* _Requirement_:
Continue the piece about reasons to hate Instagram, picking up after its final sentence.

Ten Reasons to Hate Instagram

Ten Reasons to Hate Instagram

Every change that Instagram has introduced since it went mainstream has been a step backwards for photographers. It's reached the point that, although I still post a few times a week, my love for the platform died a long time ago, and watching it stumble towards nothing but selfies and adverts is heartbreaking. Here are my biggest gripes, in no particular order.

Notifications

The notification system is next to useless. Not being able to filter out comments from likes makes the tab itself completely unusable and why this hasn't been addressed is incomprehensible. What's worse is that if you have a couple of other accounts set up on your device, there are some notifications (on the iPhone at least) that you simply cannot turn off. 

The Algorithm

The switch from a chronological feed to one driven by algorithms was the first nail in the coffin, marking the start of the platform's demise as a means of sharing photographs. At first, I didn't mind too much but recently my feed has become garbage, gradually worsening with each month. Of the 480-odd people that I follow, I see the same 30-40 users, and almost nothing else. If I browse for 10 minutes and then pick up my phone for another scroll an hour later, it only takes a few minutes before I start to see the same posts again. Another example: about six months ago, I started following @fursty, an outdoor/wilderness photographer with a very distinctive style and more than a million followers. He posts about four or five times a week. I've yet to see a single one of his photographs in my feed. Instead, I'm stuck with the same 30-40 users mentioned above. How the algorithm has ruined my feed so comprehensively is really quite impressive, and I know I'm not the only one suffering.

Time Travel

Here's a quick sample of my feed: 3 hours ago, 3 days ago, 9 hours ago, 2 days ago, 4 hours ago, 2 days ago, advert, 9 hours ago, 3 hours ago, 3 days ago, 2 days ago, 10 hours ago, 5 hours ago, advert.

Seeing posts from three days ago (occasionally more) is confusing. Sometimes people are announcing time-sensitive information which I respond to with a comment, only to discover that the moment is long gone.

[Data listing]
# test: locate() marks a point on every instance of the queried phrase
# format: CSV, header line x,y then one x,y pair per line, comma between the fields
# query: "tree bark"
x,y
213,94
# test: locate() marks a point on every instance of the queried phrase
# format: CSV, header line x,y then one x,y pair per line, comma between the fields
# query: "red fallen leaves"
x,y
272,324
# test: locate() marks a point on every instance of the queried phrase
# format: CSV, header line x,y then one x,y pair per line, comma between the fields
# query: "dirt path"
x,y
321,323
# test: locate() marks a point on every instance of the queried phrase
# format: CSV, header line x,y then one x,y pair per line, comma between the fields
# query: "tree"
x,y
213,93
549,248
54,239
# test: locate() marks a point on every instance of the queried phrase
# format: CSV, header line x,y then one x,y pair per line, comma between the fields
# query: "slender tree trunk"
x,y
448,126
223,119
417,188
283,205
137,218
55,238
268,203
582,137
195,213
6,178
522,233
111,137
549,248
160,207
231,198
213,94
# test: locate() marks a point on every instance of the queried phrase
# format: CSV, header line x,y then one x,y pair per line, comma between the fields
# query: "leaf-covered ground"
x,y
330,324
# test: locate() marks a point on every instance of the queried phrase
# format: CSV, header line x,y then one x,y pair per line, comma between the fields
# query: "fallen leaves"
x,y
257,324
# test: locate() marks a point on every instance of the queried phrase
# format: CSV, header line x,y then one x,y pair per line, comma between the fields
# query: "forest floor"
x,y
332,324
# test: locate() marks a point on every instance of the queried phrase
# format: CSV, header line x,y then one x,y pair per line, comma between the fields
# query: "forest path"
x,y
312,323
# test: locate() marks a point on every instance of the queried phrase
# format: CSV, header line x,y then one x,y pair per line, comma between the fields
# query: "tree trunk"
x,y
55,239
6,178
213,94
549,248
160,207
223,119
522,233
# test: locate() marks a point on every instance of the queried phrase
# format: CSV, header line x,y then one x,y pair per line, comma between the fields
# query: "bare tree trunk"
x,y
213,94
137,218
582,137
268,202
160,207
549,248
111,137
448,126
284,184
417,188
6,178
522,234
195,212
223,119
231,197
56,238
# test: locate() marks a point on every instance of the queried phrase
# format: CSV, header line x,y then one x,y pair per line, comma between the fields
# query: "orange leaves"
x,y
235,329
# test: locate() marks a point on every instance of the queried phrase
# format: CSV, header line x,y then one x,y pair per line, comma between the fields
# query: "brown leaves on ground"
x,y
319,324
---
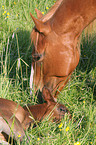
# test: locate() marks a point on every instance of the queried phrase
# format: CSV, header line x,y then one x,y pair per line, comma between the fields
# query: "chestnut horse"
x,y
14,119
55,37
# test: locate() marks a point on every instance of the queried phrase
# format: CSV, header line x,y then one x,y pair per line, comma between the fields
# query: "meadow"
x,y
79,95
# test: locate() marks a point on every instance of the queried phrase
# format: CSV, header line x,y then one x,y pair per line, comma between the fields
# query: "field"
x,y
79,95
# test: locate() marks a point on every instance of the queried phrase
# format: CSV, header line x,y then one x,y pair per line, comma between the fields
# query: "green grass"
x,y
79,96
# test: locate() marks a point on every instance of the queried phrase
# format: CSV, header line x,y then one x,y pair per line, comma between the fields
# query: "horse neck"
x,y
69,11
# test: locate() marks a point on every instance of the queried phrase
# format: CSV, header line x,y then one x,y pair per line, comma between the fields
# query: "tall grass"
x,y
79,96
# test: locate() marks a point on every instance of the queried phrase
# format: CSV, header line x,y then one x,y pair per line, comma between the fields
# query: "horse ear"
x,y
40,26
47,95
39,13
==
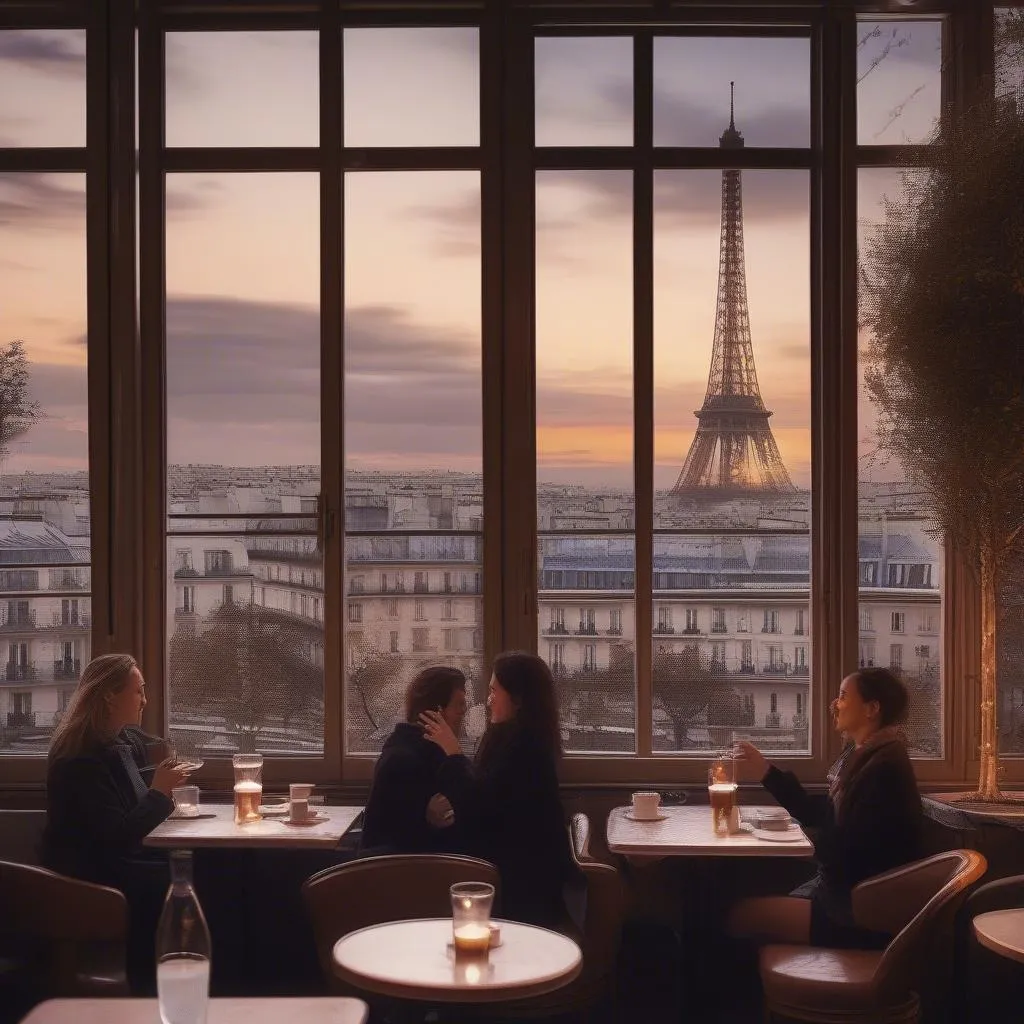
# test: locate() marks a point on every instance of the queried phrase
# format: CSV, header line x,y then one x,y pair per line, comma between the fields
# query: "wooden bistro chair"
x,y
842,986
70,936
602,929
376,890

* _Result_:
Hashtags

Counting hashtags is an almighty pain in the backside. Adding a "number of hashtags used" counter would require very few lines of code but it seems that no one at Instagram is particularly interested in making your life easier. The consequence of exceeding the completely arbitrary figure of 30 hashtags — a number that you stumble upon by accident — is a post with no caption. This mysterious punishment for breaking this mysterious rule is as frustrating as it is random.

Boosted Posts Kill Engagement

Last year I paid for my first Instagram boosted post in order to advertise some parkour photography workshops that I was running. It's worth noting that once you have paid for a boosted post, from then on, all of your non-boosted posts will take a nosedive. This is a ploy to make you miss the level of engagement that you once had and nudge you towards paying out again. If you've never paid Instagram money, give it a second thought before you decide it's worth taking the hit.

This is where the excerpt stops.